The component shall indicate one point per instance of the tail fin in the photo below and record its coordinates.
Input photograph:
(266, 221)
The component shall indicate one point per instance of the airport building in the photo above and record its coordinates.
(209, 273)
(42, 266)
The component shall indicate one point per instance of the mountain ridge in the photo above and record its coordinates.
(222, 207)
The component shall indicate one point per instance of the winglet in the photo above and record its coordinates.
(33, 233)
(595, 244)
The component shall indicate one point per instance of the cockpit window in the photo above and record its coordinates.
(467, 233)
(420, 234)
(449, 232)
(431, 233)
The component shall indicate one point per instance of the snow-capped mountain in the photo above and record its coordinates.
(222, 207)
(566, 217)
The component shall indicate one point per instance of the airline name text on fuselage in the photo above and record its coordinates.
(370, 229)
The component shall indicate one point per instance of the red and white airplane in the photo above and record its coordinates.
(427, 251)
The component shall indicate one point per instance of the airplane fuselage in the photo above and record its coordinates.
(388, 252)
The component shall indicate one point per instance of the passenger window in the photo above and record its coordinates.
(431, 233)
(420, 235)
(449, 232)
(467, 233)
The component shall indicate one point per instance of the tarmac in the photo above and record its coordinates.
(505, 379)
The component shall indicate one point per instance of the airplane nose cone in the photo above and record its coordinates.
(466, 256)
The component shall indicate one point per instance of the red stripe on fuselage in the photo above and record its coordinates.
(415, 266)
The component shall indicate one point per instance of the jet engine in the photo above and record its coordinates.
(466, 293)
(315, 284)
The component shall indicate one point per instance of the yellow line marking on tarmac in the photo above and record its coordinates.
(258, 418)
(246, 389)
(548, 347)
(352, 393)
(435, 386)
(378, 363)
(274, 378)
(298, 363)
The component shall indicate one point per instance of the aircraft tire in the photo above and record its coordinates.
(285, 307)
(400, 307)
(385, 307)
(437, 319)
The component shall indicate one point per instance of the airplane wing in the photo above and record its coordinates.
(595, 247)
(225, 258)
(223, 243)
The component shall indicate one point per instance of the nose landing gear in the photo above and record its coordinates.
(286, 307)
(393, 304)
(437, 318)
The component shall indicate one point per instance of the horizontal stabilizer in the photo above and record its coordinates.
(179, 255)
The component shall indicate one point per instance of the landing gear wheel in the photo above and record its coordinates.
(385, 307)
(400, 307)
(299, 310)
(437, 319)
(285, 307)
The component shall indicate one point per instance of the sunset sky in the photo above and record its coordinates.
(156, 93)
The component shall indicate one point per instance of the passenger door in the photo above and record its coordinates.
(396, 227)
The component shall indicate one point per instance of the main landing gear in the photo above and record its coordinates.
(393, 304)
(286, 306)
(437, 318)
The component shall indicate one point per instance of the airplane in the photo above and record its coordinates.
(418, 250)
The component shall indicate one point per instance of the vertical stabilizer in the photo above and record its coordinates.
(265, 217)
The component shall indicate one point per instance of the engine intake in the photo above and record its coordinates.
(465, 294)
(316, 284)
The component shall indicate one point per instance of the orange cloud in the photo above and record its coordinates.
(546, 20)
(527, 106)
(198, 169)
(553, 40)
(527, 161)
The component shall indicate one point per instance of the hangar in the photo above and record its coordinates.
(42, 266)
·····
> _REQUIRED TASK_
Can you format every item above as a numbered list, one line per number, with any blank lines dropped?

> _ANSWER TO THE EXERCISE_
1. The component shall indicate one point per instance of the tail fin in the photo below and record its coordinates.
2. Input photograph:
3. (266, 221)
4. The component shall indicate one point per instance of the airport building in the photo above and record its coordinates.
5. (209, 273)
6. (42, 266)
7. The component shall indicate one point per instance of the mountain ridge in the photo above and record its coordinates.
8. (222, 207)
9. The component shall indicate one point per instance of the winglet in the photo above and record its coordinates.
10. (33, 233)
11. (595, 244)
12. The component shall indicate one point per instance of the cockpit window in the photo above and record its coordinates.
13. (467, 233)
14. (420, 234)
15. (449, 232)
16. (431, 233)
17. The component shall indicate one point per instance of the snow-capped mountain in the photo above and record its coordinates.
18. (222, 207)
19. (566, 217)
20. The component shall indicate one point per instance of the airline name text on fuselage in the photo above and record its coordinates.
21. (370, 229)
22. The component shall indicate one point per instance of the red and white airplane in the photo above and record its coordinates.
23. (427, 251)
24. The component shall indicate one point per instance of the airplane fuselage in the photo above and record its coordinates.
25. (388, 252)
26. The component shall indicate one point per instance of the passenger window in the photo above and record its coordinates.
27. (431, 233)
28. (420, 235)
29. (449, 232)
30. (467, 233)
31. The component shall indicate one point per instance of the tarmac in the photo above and record its coordinates.
32. (505, 379)
33. The component shall indicate one point per instance of the airplane nose cone in the photo above and record its coordinates.
34. (466, 256)
35. The component shall indicate one point per instance of the red stripe on fuselage in the photo above and record its coordinates.
36. (415, 266)
37. The component shall indicate one point per instance of the jet engine in the photo above and record its coordinates.
38. (466, 293)
39. (315, 284)
40. The component shall indicate one point per instance of the yellow line marking on tarmac in the photo above and record its coordinates.
41. (258, 418)
42. (246, 389)
43. (548, 347)
44. (352, 393)
45. (435, 386)
46. (378, 363)
47. (274, 378)
48. (298, 363)
49. The component shall indicate one point per instance of the aircraft tire in the photo above and record its coordinates.
50. (285, 307)
51. (400, 307)
52. (385, 307)
53. (437, 319)
54. The component shall indicate one point per instance of the airplane wing in the photo above and record its coordinates.
55. (595, 247)
56. (225, 258)
57. (223, 243)
58. The component shall indicate one point per instance of the nose landing gear in the photo above and record its coordinates.
59. (286, 307)
60. (393, 304)
61. (437, 318)
62. The component shall indicate one point per instance of the horizontal stabilizer in the photo above and record its coordinates.
63. (179, 255)
64. The component shall indicate one point per instance of the landing gear wheel in the photo above and record its coordinates.
65. (385, 307)
66. (400, 307)
67. (299, 310)
68. (437, 319)
69. (285, 307)
70. The component shall indicate one point per instance of the sunset sky in the photo above and record its coordinates.
71. (156, 93)
72. The component shall indicate one point per instance of the passenger door in the photo above and record its coordinates.
73. (396, 227)
74. The component shall indicate one point per instance of the main landing gear in the photo above and record its coordinates.
75. (393, 304)
76. (286, 306)
77. (437, 318)
78. The component shall indicate one point per instance of the airplane in the photo above and record its coordinates.
79. (418, 250)
80. The component shall indicate one point per instance of the vertical stabilizer in the photo above and record its coordinates.
81. (265, 217)
82. The component shall indicate one point per instance of the engine intake in the photo above and record its coordinates.
83. (465, 294)
84. (316, 284)
85. The component shall indicate one point per instance of the orange cloud in the photo above and record its coordinates.
86. (546, 20)
87. (527, 106)
88. (198, 169)
89. (553, 40)
90. (527, 161)
91. The component shall indicate one point per instance of the hangar in the photo above and record its coordinates.
92. (42, 266)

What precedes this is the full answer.